**KUTIPAN TEKS:**
★ ★ ★

Jakarta (Indonesia Window) – Pemerintah Amerika Serikat, melalui United States Trade Representative (USTR) atau perwakilan perdagangan AS, secara resmi telah mengeluarkan keputusan untuk memperpanjang pemberian fasilitas Generalized System of Preferences (GSP) kepada Indonesia.
Generalized System of Preferences memberikan perlakuan bebas bea untuk barang dari negara penerima yang ditunjuk.
Dalam pernyataan yang diterima di Jakarta, Ahad, Menteri Koordinator Bidang Kemaritiman dan Investasi, Luhut B. Pandjaitan, mengatakan di tengah menurunnya perdagangan internasional akibat pandemik COVID-19, fasilitas GSP akan membantu meningkatkan kinerja ekspor Indonesia ke AS.
Pengumuman perpanjangan GSP oleh Pemerintah AS tersebut dibuat hanya berselang sehari usai pertemuan Presiden Joko Widodo dengan Menteri Luar Negeri AS Mike Pompeo di Jakarta pada 29 Oktober 2020.

★ ★ ★

**BAGIAN DATA:**
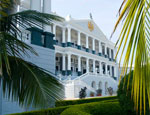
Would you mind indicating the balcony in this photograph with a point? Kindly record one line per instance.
(73, 45)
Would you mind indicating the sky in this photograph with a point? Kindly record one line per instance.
(104, 12)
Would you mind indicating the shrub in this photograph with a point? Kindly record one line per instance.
(95, 108)
(82, 93)
(80, 109)
(99, 92)
(124, 95)
(81, 101)
(50, 111)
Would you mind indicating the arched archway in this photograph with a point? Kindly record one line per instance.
(93, 84)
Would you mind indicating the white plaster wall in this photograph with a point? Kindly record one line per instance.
(45, 58)
(73, 90)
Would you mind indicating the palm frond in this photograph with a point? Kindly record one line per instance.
(22, 81)
(29, 84)
(134, 43)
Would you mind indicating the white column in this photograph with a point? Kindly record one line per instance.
(100, 68)
(47, 6)
(35, 5)
(100, 47)
(110, 53)
(105, 49)
(79, 64)
(69, 34)
(79, 38)
(106, 69)
(47, 9)
(63, 34)
(93, 44)
(54, 31)
(64, 62)
(87, 65)
(110, 70)
(93, 66)
(87, 42)
(69, 61)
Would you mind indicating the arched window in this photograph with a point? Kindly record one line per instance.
(100, 85)
(106, 88)
(93, 85)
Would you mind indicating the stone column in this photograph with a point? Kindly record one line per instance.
(87, 41)
(105, 49)
(69, 34)
(93, 66)
(63, 64)
(100, 48)
(69, 64)
(54, 31)
(110, 70)
(100, 67)
(87, 65)
(93, 44)
(106, 72)
(79, 40)
(63, 36)
(79, 65)
(47, 9)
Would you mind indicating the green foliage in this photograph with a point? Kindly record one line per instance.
(134, 47)
(82, 93)
(95, 108)
(50, 111)
(107, 107)
(81, 101)
(124, 96)
(22, 81)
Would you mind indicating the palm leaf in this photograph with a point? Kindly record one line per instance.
(134, 43)
(23, 81)
(29, 84)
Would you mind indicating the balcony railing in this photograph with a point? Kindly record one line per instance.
(73, 45)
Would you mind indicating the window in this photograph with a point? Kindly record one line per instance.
(103, 49)
(93, 85)
(112, 54)
(57, 58)
(57, 68)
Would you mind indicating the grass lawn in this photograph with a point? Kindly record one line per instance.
(93, 106)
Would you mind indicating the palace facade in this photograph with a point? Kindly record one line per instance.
(75, 51)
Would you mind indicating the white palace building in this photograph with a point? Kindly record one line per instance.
(76, 51)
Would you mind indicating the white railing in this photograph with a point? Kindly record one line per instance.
(86, 85)
(82, 76)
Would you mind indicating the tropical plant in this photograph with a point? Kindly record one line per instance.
(134, 42)
(82, 93)
(23, 81)
(99, 92)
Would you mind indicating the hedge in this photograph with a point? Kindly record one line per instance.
(95, 108)
(50, 111)
(81, 101)
(74, 108)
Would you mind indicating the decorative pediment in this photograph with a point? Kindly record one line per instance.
(89, 26)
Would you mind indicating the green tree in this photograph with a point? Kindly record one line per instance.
(134, 42)
(23, 81)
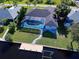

★ ★ ★

**YANG PERLU DIKERJAKAN:**
1. Menurut berita perpanjangan GSP, kapan Presiden Joko Widodo bertemu dengan Menteri Luar Negeri AS Mike Pompeo?
2. Sebutkan semua tokoh yang namanya disebut dalam berita perpanjangan GSP.
3. Teruskan berita perpanjangan GSP mulai setelah kalimat terakhirnya.
Materi tersebut tidak dipakai sama sekali di sini.

**JAWABAN TUGAS:**
1. Pada 29 Oktober 2020, di Jakarta.

2. Luhut B. Pandjaitan, Joko Widodo, Mike Pompeo

3.
Menteri Luar Negeri Retno Marsudi pada saat bertemu dengan timpalannya dari AS juga secara khusus mengangkat isu GSP.
Retno menyatakan bahwa penyelesaian review GSP ini merupakan buah dari rangkaian diplomasi yang secara intensif dilakukan oleh Pemerintah Indonesia dalam beberapa waktu terakhir ini.
“Pemberian fasilitas GSP merupakan salah satu wujud konkret kemitraan strategis antara kedua negara yang tidak hanya membawa manfaat positif bagi Indonesia, tapi juga bisnis di AS,” tambah Menlu Retno.
Sementara itu, menurut Duta Besar Indonesia untuk AS, Muhammad Lutfi, perpanjangan fasilitas GSP yang diberikan oleh Amerika Serikat menunjukkan tingginya kepercayaan Pemerintah AS terhadap berbagai perbaikan peraturan domestik yang dilakukan Pemerintah Indonesia dalam rangka menciptakan iklim bisnis dan investasi yang lebih kondusif di tanah air.
“Pasca pengumuman USTR tersebut, kita akan susun rencana kerja atau road plan untuk mengoptimalkan fasilitas keringanan bea masuk bagi produk-produk ekspor Indonesia ke pasar AS,” ujar Dubes Lutfi yang sebelumnya pernah menjabat sebagai Menteri Perdagangan dan Kepala BKPM (Badan Koordinator Penanaman Modal).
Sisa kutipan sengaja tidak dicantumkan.